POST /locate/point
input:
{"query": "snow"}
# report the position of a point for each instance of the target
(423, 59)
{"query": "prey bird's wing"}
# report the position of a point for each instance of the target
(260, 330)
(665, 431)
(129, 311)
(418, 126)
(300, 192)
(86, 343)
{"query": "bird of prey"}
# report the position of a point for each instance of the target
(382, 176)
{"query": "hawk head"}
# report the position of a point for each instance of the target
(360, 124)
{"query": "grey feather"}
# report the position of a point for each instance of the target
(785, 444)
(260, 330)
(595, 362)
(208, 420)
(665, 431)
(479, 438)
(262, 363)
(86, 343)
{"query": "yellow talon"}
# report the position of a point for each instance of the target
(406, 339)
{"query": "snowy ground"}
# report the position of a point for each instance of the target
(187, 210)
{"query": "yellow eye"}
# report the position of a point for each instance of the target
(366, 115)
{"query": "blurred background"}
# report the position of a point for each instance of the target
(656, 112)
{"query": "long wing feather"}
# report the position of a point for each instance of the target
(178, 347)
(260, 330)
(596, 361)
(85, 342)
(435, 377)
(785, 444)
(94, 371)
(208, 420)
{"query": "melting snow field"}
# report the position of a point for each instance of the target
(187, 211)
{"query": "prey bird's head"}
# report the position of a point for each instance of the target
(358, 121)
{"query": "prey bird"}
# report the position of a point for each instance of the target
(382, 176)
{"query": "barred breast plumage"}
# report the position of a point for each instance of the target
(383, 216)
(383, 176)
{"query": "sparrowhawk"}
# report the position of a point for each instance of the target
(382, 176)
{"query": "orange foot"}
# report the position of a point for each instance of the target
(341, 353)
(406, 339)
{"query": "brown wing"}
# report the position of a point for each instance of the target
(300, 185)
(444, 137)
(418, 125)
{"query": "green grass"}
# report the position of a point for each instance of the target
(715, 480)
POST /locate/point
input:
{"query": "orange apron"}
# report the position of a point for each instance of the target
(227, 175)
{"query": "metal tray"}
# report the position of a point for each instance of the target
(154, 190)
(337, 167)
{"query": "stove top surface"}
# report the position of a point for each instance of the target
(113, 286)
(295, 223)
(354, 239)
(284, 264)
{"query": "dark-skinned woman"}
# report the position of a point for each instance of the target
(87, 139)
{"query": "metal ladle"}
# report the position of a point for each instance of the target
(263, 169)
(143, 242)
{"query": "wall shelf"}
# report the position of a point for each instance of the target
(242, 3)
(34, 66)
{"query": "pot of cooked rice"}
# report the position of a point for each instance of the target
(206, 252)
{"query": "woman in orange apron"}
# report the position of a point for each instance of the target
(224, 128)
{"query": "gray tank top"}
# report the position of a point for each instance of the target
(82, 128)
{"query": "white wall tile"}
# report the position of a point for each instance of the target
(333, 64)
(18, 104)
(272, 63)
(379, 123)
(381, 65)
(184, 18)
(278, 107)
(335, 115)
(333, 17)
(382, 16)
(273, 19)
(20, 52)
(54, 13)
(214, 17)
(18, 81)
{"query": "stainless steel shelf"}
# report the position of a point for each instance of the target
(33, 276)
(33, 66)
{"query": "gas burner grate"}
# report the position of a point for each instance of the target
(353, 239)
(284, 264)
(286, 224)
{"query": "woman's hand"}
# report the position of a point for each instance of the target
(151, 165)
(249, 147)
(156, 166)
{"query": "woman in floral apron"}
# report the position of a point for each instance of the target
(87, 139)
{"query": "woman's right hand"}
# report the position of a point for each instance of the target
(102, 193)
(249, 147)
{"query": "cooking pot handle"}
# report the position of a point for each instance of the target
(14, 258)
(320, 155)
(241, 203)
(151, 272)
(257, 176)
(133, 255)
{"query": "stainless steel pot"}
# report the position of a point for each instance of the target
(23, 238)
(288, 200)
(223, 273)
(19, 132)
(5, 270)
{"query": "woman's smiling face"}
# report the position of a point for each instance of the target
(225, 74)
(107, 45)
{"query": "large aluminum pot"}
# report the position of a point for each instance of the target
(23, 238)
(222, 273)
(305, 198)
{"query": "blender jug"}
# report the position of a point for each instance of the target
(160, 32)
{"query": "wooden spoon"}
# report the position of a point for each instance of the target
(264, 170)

================

Given instruction
Reproduce every line above without error.

Exercise result
POST /locate/point
input:
{"query": "snow"}
# report the position of a point for each instance of the target
(423, 59)
{"query": "prey bird's wing"}
# report the position of a point for each instance of the target
(260, 330)
(665, 431)
(129, 311)
(418, 126)
(300, 192)
(86, 343)
{"query": "bird of prey"}
# report the position of a point for each instance of the target
(382, 176)
{"query": "hawk head"}
# report the position of a point for each instance of the target
(360, 124)
{"query": "grey feather"}
# report the position of a point for each instance of the target
(785, 444)
(260, 330)
(595, 362)
(208, 420)
(665, 431)
(479, 438)
(262, 363)
(86, 343)
{"query": "yellow talon"}
# report the position of a point for each instance of the target
(406, 339)
{"query": "snowy ground"}
# report the position of a point for each instance of the target
(187, 210)
{"query": "yellow eye"}
# report the position of a point for each instance of the target
(366, 115)
{"query": "blurred background"}
# report the position of a point for each instance of the target
(656, 112)
{"query": "long wing feather"}
# report the position of a point for each instance of the target
(178, 347)
(260, 330)
(596, 361)
(85, 342)
(435, 377)
(785, 444)
(94, 371)
(208, 420)
{"query": "melting snow field"}
# report the position of a point for each instance of the target
(187, 211)
{"query": "prey bird's head"}
# report the position of a point for each instance of the target
(358, 121)
{"query": "prey bird"}
# report the position of a point for each instance of the target
(382, 176)
{"query": "barred breast plumage"}
# report the position of a point for each instance of the target
(383, 216)
(383, 176)
{"query": "sparrowhawk"}
# report the position of a point for each instance of the target
(382, 176)
{"query": "orange foot"}
# report the position of a point for each instance of the target
(341, 353)
(406, 339)
{"query": "brown wing"}
# report the position of a point for each instance of the target
(300, 185)
(444, 137)
(418, 125)
{"query": "green grass"}
# report the position of a point for each instance of the target
(715, 480)
POST /locate/point
input:
{"query": "orange apron"}
# report the position of a point for each instance of the target
(227, 175)
{"query": "metal tray"}
# report the position of a point for each instance of the target
(154, 190)
(337, 167)
{"query": "stove top surface"}
# report the position of a point for each instance of the target
(113, 286)
(295, 223)
(354, 239)
(284, 264)
{"query": "dark-skinned woman"}
# report the position of a point for each instance of the target
(87, 139)
{"query": "metal ladle"}
# report the position of a point for each instance of the target
(263, 169)
(143, 242)
{"query": "wall shelf"}
# report the position of a point for each instance of the target
(242, 3)
(34, 66)
{"query": "pot of cooked rice"}
# report the position of a point for each instance of the target
(206, 252)
{"query": "woman in orange apron"}
# report the position of a point for each instance of the target
(224, 128)
{"query": "gray tank top"}
# report the position of a point for each instance of the target
(82, 128)
{"query": "white wall tile"}
# report the position of a point for each instance of the target
(333, 64)
(18, 104)
(272, 63)
(379, 123)
(381, 65)
(184, 18)
(278, 107)
(335, 115)
(333, 17)
(382, 16)
(273, 19)
(20, 52)
(54, 13)
(214, 17)
(18, 81)
{"query": "stainless steel shelf"}
# report the position of a point for each instance of the target
(33, 276)
(33, 66)
{"query": "gas burner grate"}
# report the position of a point for each instance of the target
(353, 239)
(284, 264)
(286, 224)
{"query": "woman's hand"}
# report the position of a point for each instance of the target
(151, 165)
(249, 147)
(156, 166)
{"query": "woman in floral apron"}
# report the position of a point for each instance of the target
(87, 139)
{"query": "woman's right hand"}
# report the position of a point for each instance of the target
(102, 193)
(249, 147)
{"query": "cooking pot handle"}
# report the position of a point for each instance of the target
(14, 258)
(320, 155)
(241, 203)
(151, 272)
(257, 176)
(133, 255)
{"query": "stainless steel pot"}
# report the position of a point for each instance of the target
(23, 238)
(288, 200)
(223, 273)
(19, 132)
(5, 270)
{"query": "woman's smiling face"}
# report the position of a point for each instance of the target
(225, 74)
(107, 45)
{"query": "large aluminum pot"}
# report the position of a point for each instance of the target
(23, 238)
(222, 273)
(305, 198)
{"query": "blender jug"}
# report the position of a point for each instance of the target
(160, 32)
{"query": "wooden spoon"}
# report the position of a point for each instance of the target
(264, 170)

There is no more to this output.